RECORDS FOR PROCESSING ->
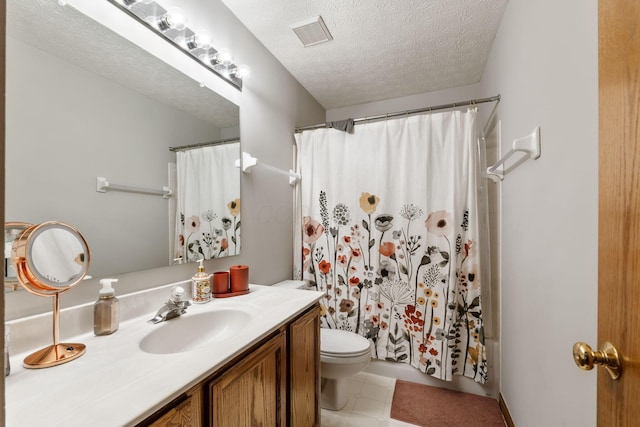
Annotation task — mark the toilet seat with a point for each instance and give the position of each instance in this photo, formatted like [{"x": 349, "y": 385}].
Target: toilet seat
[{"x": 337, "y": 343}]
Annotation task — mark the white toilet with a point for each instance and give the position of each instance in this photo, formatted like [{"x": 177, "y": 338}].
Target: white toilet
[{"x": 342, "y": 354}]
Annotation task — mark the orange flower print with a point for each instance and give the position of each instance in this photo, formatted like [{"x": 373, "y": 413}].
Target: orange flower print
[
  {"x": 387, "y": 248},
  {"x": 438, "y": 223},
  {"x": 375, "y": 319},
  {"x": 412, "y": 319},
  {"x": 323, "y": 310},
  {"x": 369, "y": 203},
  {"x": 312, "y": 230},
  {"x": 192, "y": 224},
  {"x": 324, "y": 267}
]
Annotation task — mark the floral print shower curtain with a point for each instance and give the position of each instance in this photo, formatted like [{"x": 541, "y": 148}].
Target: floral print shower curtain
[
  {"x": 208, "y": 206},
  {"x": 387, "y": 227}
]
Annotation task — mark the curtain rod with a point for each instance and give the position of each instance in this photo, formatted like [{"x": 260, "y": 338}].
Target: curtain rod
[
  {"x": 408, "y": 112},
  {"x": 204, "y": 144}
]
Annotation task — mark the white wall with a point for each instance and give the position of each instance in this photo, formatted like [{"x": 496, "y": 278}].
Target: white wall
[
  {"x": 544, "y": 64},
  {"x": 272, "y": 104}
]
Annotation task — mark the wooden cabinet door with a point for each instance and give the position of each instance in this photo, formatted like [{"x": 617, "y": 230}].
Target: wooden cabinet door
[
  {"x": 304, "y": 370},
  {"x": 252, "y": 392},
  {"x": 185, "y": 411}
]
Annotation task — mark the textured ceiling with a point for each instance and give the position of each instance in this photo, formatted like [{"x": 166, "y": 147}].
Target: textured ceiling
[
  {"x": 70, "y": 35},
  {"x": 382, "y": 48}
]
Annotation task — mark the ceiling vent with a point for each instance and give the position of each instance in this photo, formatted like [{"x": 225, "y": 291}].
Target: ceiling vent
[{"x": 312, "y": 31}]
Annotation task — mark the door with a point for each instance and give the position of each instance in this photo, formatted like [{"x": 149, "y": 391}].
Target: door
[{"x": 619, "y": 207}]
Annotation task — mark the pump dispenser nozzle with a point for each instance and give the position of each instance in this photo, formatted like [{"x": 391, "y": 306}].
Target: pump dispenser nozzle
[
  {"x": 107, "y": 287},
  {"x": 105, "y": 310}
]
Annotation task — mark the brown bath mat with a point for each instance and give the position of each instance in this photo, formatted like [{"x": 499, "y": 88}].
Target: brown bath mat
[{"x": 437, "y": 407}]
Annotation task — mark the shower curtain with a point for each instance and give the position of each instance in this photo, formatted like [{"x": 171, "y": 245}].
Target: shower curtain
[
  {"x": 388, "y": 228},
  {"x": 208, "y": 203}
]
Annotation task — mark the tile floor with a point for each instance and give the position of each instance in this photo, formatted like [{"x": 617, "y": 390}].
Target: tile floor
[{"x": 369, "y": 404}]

YOUR TASK -> Quote every item above word for word, but leave the pictures out.

SOLVED PROBLEM ->
Annotation task — mark the toilet seat with a point for each instance and give the position of each instance in this photo, formatted like [{"x": 349, "y": 385}].
Target: toilet seat
[{"x": 337, "y": 343}]
Annotation task — mark the white toilet with a point for each instance and give the position of each instance in this photo, formatted like [{"x": 177, "y": 338}].
Target: white toilet
[{"x": 342, "y": 354}]
Annotation task — mark the orange flower print with a point for each instance and give the position of each instance in this photo, formatted like [{"x": 373, "y": 413}].
Target: orange flower print
[
  {"x": 387, "y": 248},
  {"x": 438, "y": 223},
  {"x": 375, "y": 319},
  {"x": 412, "y": 319},
  {"x": 323, "y": 310},
  {"x": 369, "y": 203},
  {"x": 312, "y": 230},
  {"x": 192, "y": 224},
  {"x": 324, "y": 267}
]
Annotation task — mark the floral print shower curtain with a point for each instance and give the position of each instance in this photo, formatted like [{"x": 541, "y": 148}].
Target: floral print shower curtain
[
  {"x": 208, "y": 206},
  {"x": 387, "y": 227}
]
Annotation task — mark the curtain rod with a point for each instance and give the position of each instance in this photo, formatted like [{"x": 260, "y": 338}].
Target: curtain rod
[
  {"x": 408, "y": 112},
  {"x": 204, "y": 144}
]
Annotation task — mark the white wall with a point for each instance and give the position of each instance in this photo, formatted like [{"x": 496, "y": 278}].
Target: white wall
[
  {"x": 544, "y": 64},
  {"x": 272, "y": 104}
]
Annotation task — mark the wooden cabinet door with a point for each instance and give the position of each instance in this photo, formatted like [{"x": 617, "y": 230}].
Target: wooden cabinet door
[
  {"x": 304, "y": 370},
  {"x": 252, "y": 392},
  {"x": 185, "y": 411}
]
Annotation task — mark the textured ceiling with a point for each instance and give the position of each instance in this photo, formatted like [{"x": 166, "y": 147}].
Target: textured ceiling
[
  {"x": 70, "y": 35},
  {"x": 382, "y": 48}
]
Annotation task — mark the ceiling vent with a point for each instance and give the position of each instance in this photo, formatted like [{"x": 225, "y": 291}].
Target: ceiling vent
[{"x": 312, "y": 31}]
Annotation task — mark the door with a point for each instance and give the position of each instance in this photo, formatted like [{"x": 149, "y": 391}].
Target: door
[{"x": 619, "y": 207}]
Annotation task — mark the pump dispenser nozzle with a point for each instance and give the position of each instance in this photo, formatted like [{"x": 391, "y": 306}].
Target: pump dispenser nozzle
[
  {"x": 107, "y": 287},
  {"x": 105, "y": 310}
]
Annotation task — mark the brown bath mat with a point for each instance and give the position of each instance in this photo, formatted like [{"x": 499, "y": 88}].
Target: brown bath mat
[{"x": 437, "y": 407}]
Annotation task — mark the shower curtain with a point for each instance and give the position of each instance in this photo, formatted like [{"x": 171, "y": 245}].
Target: shower curtain
[
  {"x": 388, "y": 228},
  {"x": 208, "y": 203}
]
Annotation task — mark the tile floor with a point for each instance and give the position of each instance in this photo, formatted like [{"x": 617, "y": 390}].
Target: tile floor
[{"x": 369, "y": 404}]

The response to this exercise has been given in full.